» **Goal A**: Rewrite the update on sodomy laws, everything from "by Susan Murray" down to "slowly but steadily.", with "federal overreach" in place of "big government".
» **Goal B**: Add 118 to every coordinate in the answer outlines, and write out the outline-labeling rows, requests included, from the start of the rows down to the line containing "[[100,37],[101,101],[293,96],[293,0],[250,1]]". Leave the coordinates in the requests and sample outputs unchanged, and omit the picture.

» **Selected extract**:
----

Update on the Law and Our Bedrooms


by Susan Murray and Beth Robinson

Many conservatives decry big government and argue that the state should stay out of our lives. If only they applied that view when it comes to the most personal aspect of citizens’ lives—what we do in the bedrooms. Fortunately, the march toward privacy for intimate relationships continues, slowly but steadily.

Recent Decisions

Buried in all the civil union coverage in recent months were two significant state court decisions concerning sodomy laws. The good news is that a Texas appeals court struck down Texas’ sodomy law in the case of Lawrence v. Texas. In that case, a roommate of John Lawrence made a false report to the police that there was an armed intruder in their Houston apartment. The police broke into the apartment, where they found Lawrence and Tyrone Garner having sex. The two men were prosecuted, convicted, and fined. The appeals court reversed the conviction. The court concluded that Texas’ sodomy law unconstitutionally discriminated on the basis of sex by prohibiting oral and anal intercourse between two men or two women, but allowing oral and anal intercourse between a man and a woman. The Texas court recognized that such a law discriminates on the basis of sex because the distinction between illegal and legal conduct turns not on the act itself, but on the sex of one of the participants. The case isn’t over, and we’ll see further appeals, but the Texas court’s decision is a step in the right direction.

The bad news is that the Louisiana Supreme Court voted 5-2 to reject a challenge to that state’s sodomy law. In that case, Louisiana prosecuted a man for an act of consensual oral sex with a woman. The Louisiana Supreme Court upheld the conviction, asserting that the Legislature is free to prohibit what it deems to be immoral acts, even if consensual and private.

----

» **Entries shown**:
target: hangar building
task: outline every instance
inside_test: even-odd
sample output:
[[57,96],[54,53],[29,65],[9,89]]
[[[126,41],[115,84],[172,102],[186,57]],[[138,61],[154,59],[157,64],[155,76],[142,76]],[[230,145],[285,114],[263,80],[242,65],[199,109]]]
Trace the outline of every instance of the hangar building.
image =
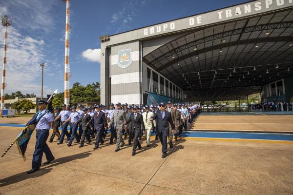
[[100,37],[101,101],[293,96],[293,0],[250,1]]

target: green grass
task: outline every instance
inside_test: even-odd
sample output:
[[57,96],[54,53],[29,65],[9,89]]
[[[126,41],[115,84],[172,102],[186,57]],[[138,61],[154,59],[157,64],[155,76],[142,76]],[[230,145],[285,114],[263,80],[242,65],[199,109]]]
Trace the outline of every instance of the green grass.
[[15,114],[15,117],[33,117],[34,116],[34,113],[21,113],[19,115],[17,113]]

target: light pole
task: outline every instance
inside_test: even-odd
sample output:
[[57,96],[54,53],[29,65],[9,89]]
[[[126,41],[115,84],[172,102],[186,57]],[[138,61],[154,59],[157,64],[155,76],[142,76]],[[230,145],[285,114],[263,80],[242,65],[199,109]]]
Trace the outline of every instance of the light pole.
[[42,67],[42,89],[41,90],[41,99],[42,99],[43,76],[44,72],[44,66],[45,66],[45,63],[43,62],[40,64],[40,66]]

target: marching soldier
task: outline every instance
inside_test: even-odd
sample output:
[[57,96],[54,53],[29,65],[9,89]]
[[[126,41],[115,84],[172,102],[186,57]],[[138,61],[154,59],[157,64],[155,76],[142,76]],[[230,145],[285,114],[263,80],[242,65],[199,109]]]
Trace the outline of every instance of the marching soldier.
[[[114,111],[115,110],[114,108],[114,104],[113,103],[111,103],[110,104],[110,110],[108,110],[108,116],[107,116],[108,122],[110,122],[113,118]],[[115,140],[117,139],[117,134],[115,128],[114,128],[114,123],[110,124],[110,130],[111,131],[111,136],[110,137],[110,142],[109,144],[112,144],[113,143],[113,139],[115,138]]]
[[67,144],[68,146],[71,146],[71,143],[72,143],[72,141],[73,141],[74,137],[76,139],[76,141],[74,143],[79,143],[81,141],[77,132],[77,128],[78,128],[78,121],[81,118],[81,116],[79,113],[76,112],[76,107],[75,106],[72,106],[71,109],[72,110],[72,113],[70,114],[70,116],[65,121],[66,122],[70,121],[70,128],[72,130],[70,139],[69,143]]
[[[55,118],[57,118],[59,116],[59,109],[58,107],[56,107],[54,109],[54,119]],[[60,135],[60,132],[59,132],[59,127],[60,127],[60,124],[61,123],[61,120],[60,119],[60,118],[59,118],[57,120],[55,121],[55,127],[56,127],[56,129],[57,130],[57,134],[59,134],[59,136],[61,136],[61,135]],[[53,133],[52,134],[52,136],[51,136],[51,137],[50,137],[50,140],[49,140],[49,142],[53,142],[53,140],[54,139],[54,138],[55,137],[55,133],[53,132]],[[57,139],[58,140],[59,140],[59,138]]]
[[47,104],[47,102],[41,99],[38,102],[38,108],[40,110],[40,113],[37,117],[37,123],[36,126],[37,141],[33,156],[32,169],[26,172],[28,174],[40,170],[43,153],[45,153],[47,159],[47,161],[44,163],[44,164],[49,164],[55,159],[49,146],[46,143],[51,127],[52,127],[54,132],[57,131],[55,126],[53,115],[46,109]]
[[156,121],[150,121],[149,119],[154,116],[154,113],[149,111],[149,107],[146,105],[145,106],[146,112],[143,113],[143,118],[145,127],[146,128],[146,146],[149,147],[150,145],[150,132],[151,129],[156,128]]
[[[84,109],[84,106],[82,104],[80,104],[78,106],[78,110],[77,112],[79,113],[81,117],[82,117],[84,116],[84,112],[83,111],[83,109]],[[82,123],[79,122],[78,123],[78,136],[79,136],[80,139],[82,138],[82,135],[83,135],[83,127],[82,126]]]
[[65,122],[65,121],[68,119],[70,116],[70,112],[66,110],[66,104],[62,105],[62,110],[60,112],[59,115],[56,117],[55,119],[55,121],[58,120],[59,118],[61,119],[61,127],[62,128],[62,131],[61,132],[61,136],[59,139],[59,142],[57,144],[62,144],[63,143],[63,140],[65,136],[67,137],[67,140],[69,140],[69,134],[67,130],[67,127],[68,126],[69,122]]
[[134,132],[134,143],[132,149],[132,156],[135,155],[137,148],[138,148],[139,150],[142,148],[138,140],[138,137],[141,132],[142,128],[143,131],[145,131],[143,116],[140,113],[138,113],[138,109],[139,108],[137,106],[134,106],[133,108],[133,113],[131,113],[130,117],[128,118],[127,121],[124,122],[124,124],[126,125],[131,122],[131,131],[132,132]]
[[[172,120],[173,123],[175,125],[175,130],[173,131],[174,136],[175,136],[175,140],[177,141],[177,137],[178,135],[178,132],[179,131],[179,127],[182,123],[182,119],[181,119],[181,115],[180,111],[177,110],[177,105],[176,104],[174,104],[173,106],[173,112],[171,113],[171,116],[172,117]],[[169,144],[170,145],[172,145],[172,139],[169,139]]]

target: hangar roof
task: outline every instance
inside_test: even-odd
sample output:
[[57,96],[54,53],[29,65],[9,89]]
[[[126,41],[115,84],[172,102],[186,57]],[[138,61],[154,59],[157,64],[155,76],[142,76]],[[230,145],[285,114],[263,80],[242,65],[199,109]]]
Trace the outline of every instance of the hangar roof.
[[194,30],[143,60],[185,90],[234,87],[243,96],[249,90],[238,87],[259,92],[293,75],[293,42],[291,6]]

----

» **Complete response A**:
by Susan Murray and Beth Robinson

Many conservatives decry federal overreach and argue that the state should stay out of our lives. If only they applied that view when it comes to the most personal aspect of citizens’ lives—what we do in the bedrooms. Fortunately, the march toward privacy for intimate relationships continues, slowly but steadily.

» **Complete response B**:
target: hangar building
task: outline every instance
inside_test: even-odd
sample output:
[[57,96],[54,53],[29,65],[9,89]]
[[[126,41],[115,84],[172,102],[186,57]],[[138,61],[154,59],[157,64],[155,76],[142,76]],[[230,145],[285,114],[263,80],[242,65],[199,109]]]
Trace the outline of every instance of the hangar building.
image =
[[218,155],[219,219],[411,214],[411,118],[368,119]]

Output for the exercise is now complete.